> Supplied passage:
We would all love to spot business problems early on, to react before they become painful. You can learn a lot by looking at past problems. Hence, understanding the nature of anomalies in data can bring substantial operational benefits and know-how. And that’s the background for this work.
I have identified an anomaly in data, which shows as spike in the histogram. In other words, the anomaly lies not in the data itself, but in the data density. I would like to identify the data points that make up the anomaly, separating them from “normal” data points as illustrated on the diagram below. How to do this? The data comes from database table with 200 categorical features, which is sparse (most fields are missing).
Before going further: the inspirations here come from work I’ve done for Sopra Steria Apps in Katowice – home for some really exciting projects, so check it out.
Explaining the problem
I am having a data set of several millions data points. Imagine each data point represents an an event in some monitored infrastructure (ITIL/ITSM/IT Service Management), characterized by a time stamp and some 200 atributes. Most attributes are categorical, only a few (mostly timestamps) are continuous. The events grouped into a histogram along one of the continuous dimensions, show concentrations at certain regions which represent anomalies, like this spike:
We want to understand the nature of the anomaly. For this, we would like to distract the “weird” events that make up the anomaly. Our hypothesis (driven by intuition) is that those data points should be somehow different from “normal” data points. Further, we think that in the region of interest, only part of data points represent an anomaly, while remaining data points represent an ongoing “normal” activity. Thus, if our hypothesis is correct, we are looking for a clustering technique that would separate the data rougly as depicted in the left diagram below: “normal” population in black, and “anomaly” in red. Notice that in the region of interest, that is between 640 and 680 along axis X, both populations coexist. In the contrast, the right diagram below below represents an alternative grouping, which is much simpler to achieve and… useless. This is not what we want.
How to achieve the grouping we want, optimally with standard Python, Pandas + scikit-learn stack?
I will skip the (otherwise very interesting) thought process and will proceed to the solution I am currently exploring. It works, however I am quite sure there is vast space for improvement and I’d be looking forward to see comments on how to do things differently.

> Data provided:
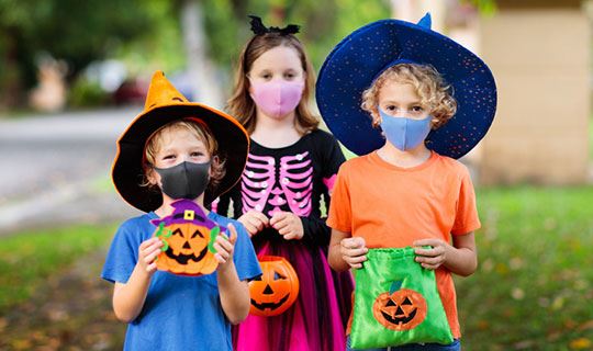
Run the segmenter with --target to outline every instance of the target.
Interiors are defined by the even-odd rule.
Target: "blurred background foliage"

> What you have to do: List the tools that make up the stack the anomaly-detection write-up hopes to use for the grouping. The listing is not needed for anything here.

> Solution to this exercise: Python, Pandas, scikit-learn